**TASK STATEMENT**
Transcribe all the entries word for word, skipping the pictures.

**Dataset rows**

━━━━

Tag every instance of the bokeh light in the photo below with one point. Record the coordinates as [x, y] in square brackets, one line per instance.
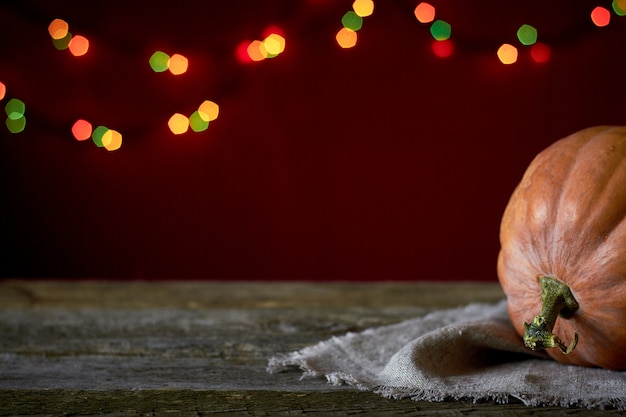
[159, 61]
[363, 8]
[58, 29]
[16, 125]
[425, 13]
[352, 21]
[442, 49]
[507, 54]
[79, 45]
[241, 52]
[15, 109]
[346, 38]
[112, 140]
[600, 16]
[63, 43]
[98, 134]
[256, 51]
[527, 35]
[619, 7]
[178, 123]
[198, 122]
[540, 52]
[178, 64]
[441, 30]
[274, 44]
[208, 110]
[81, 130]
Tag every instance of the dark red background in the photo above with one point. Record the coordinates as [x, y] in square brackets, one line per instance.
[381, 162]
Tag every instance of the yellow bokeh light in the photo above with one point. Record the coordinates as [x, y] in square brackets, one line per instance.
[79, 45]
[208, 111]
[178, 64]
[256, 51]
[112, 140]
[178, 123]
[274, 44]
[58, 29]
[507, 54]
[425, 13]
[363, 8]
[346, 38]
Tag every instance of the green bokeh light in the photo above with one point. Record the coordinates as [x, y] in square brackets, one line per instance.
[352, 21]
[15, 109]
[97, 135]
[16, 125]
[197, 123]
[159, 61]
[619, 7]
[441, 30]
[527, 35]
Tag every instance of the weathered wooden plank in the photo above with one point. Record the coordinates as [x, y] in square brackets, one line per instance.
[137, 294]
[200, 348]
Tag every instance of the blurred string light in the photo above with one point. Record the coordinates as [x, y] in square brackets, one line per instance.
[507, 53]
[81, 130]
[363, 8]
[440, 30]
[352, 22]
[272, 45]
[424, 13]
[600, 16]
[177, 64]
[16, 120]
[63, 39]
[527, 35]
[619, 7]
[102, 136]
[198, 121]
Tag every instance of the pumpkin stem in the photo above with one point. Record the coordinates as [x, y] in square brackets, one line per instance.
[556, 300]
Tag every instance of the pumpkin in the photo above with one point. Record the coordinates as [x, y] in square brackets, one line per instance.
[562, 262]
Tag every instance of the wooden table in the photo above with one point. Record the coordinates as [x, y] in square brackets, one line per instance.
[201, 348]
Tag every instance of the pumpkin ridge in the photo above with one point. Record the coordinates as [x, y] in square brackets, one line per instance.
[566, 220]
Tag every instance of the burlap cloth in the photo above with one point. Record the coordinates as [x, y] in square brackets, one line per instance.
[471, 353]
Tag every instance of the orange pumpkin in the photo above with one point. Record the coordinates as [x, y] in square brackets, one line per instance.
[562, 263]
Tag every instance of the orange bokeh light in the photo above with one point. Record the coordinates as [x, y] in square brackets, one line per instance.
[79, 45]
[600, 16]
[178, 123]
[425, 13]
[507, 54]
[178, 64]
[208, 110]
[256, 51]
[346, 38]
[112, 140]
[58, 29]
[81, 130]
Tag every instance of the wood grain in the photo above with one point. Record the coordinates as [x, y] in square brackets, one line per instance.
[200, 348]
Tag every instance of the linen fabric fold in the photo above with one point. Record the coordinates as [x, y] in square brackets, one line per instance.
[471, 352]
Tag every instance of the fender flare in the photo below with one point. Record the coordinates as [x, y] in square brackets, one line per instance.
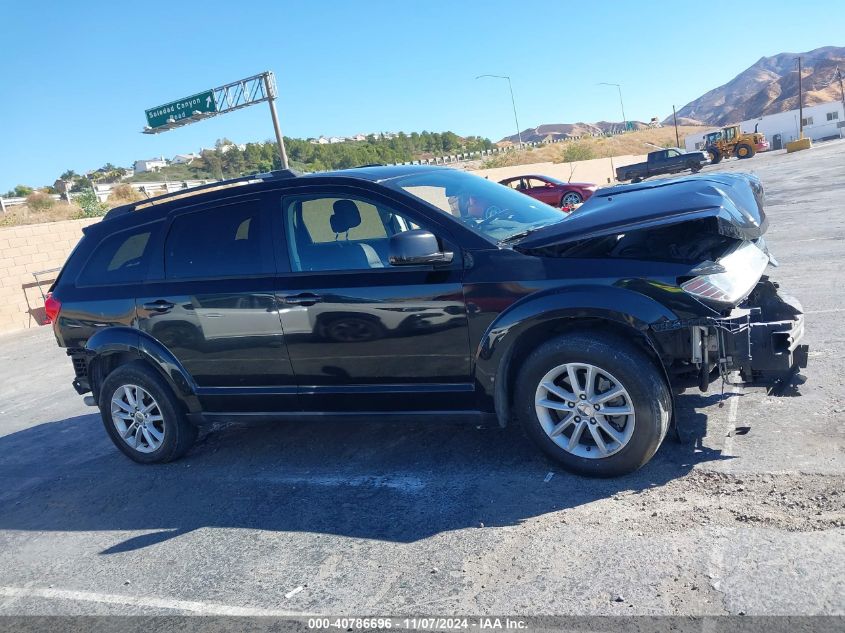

━━━━

**TASK OUTPUT**
Tag every instance of the bokeh light in the photo below with one point. Record the coordinates as [x, y] in square brackets, one line per instance.
[159, 61]
[363, 8]
[58, 29]
[16, 125]
[425, 13]
[352, 21]
[442, 49]
[507, 54]
[79, 45]
[241, 52]
[15, 109]
[346, 38]
[112, 140]
[600, 16]
[63, 43]
[98, 134]
[256, 51]
[527, 35]
[619, 7]
[178, 123]
[198, 122]
[540, 52]
[178, 64]
[441, 30]
[274, 44]
[208, 110]
[81, 130]
Tag every instance of the dark red background in the photo above with one point. Record the coordinates as [x, y] in square brackets, one line per instance.
[381, 162]
Tag every instance of the yellow bokeh light in the photo above with one point. Record the coordinates as [x, y] in square brackets, one line per instance.
[79, 45]
[208, 111]
[178, 64]
[256, 51]
[112, 140]
[178, 123]
[274, 44]
[58, 29]
[507, 54]
[425, 13]
[363, 8]
[346, 38]
Tag every instance of the green bokeh light in the photo above with one point. Record the coordinates as [x, y] in square brackets, one line per instance.
[352, 21]
[15, 109]
[97, 135]
[16, 125]
[197, 123]
[159, 61]
[619, 7]
[441, 30]
[527, 35]
Tag every instance of the weathered wooden plank in the photo above with one point. Record the coordinates as [x, y] in square brackets, one line per instance.
[137, 294]
[200, 348]
Tag every instance of the blurred string light in the photo above with one point. Record the coordinates as [x, y] in square brackets, one line per instance.
[507, 53]
[81, 130]
[363, 8]
[440, 30]
[352, 22]
[272, 45]
[424, 13]
[600, 16]
[177, 64]
[16, 120]
[63, 39]
[527, 35]
[619, 7]
[102, 136]
[198, 121]
Tag every instance of the pumpkin stem in the photo above with one point. Record the coordinates as [x, y] in square brackets, one line per instance.
[556, 300]
Tag every instance of the pumpkin in the photo above with one point. Record the coordinates as [x, y] in square brackets, one line per instance.
[562, 262]
Tag every instance of the wooden table in the photo above with one point. Record the coordinates as [x, y] in square brackets, one line per instance.
[201, 348]
Tag every instance of the pumpkin ridge in the photo above with one point. Record the coordinates as [x, y] in square brackets, one line per instance.
[566, 220]
Tag every instance of the burlap cloth in the photo above with one point. Record the coordinates as [x, y] in square brackets, one line per instance.
[471, 353]
Tag every instance of the orange pumpkin in the photo above with one point. Record the coordinates as [x, y] in square brackets, one line per instance.
[562, 263]
Tag every instance of the orange bokeh light in the photo above with one point. Record the coordinates as [x, y] in square brackets, one line per instance.
[79, 45]
[600, 16]
[178, 123]
[425, 13]
[507, 54]
[178, 64]
[208, 110]
[256, 51]
[346, 38]
[112, 140]
[58, 29]
[81, 130]
Tag every instance of the wood grain in the photo above with one point. Record the coordinates as [x, y] in square brackets, one line per instance.
[200, 348]
Tag every instance of the linen fabric fold in the photo above with one point. Record the coordinates as [x, y] in square brackets, one line per instance.
[471, 352]
Tag every instance of the fender flare in the photo below with one point. Record the coordinates as [x, y] in square brackets, one line per instance.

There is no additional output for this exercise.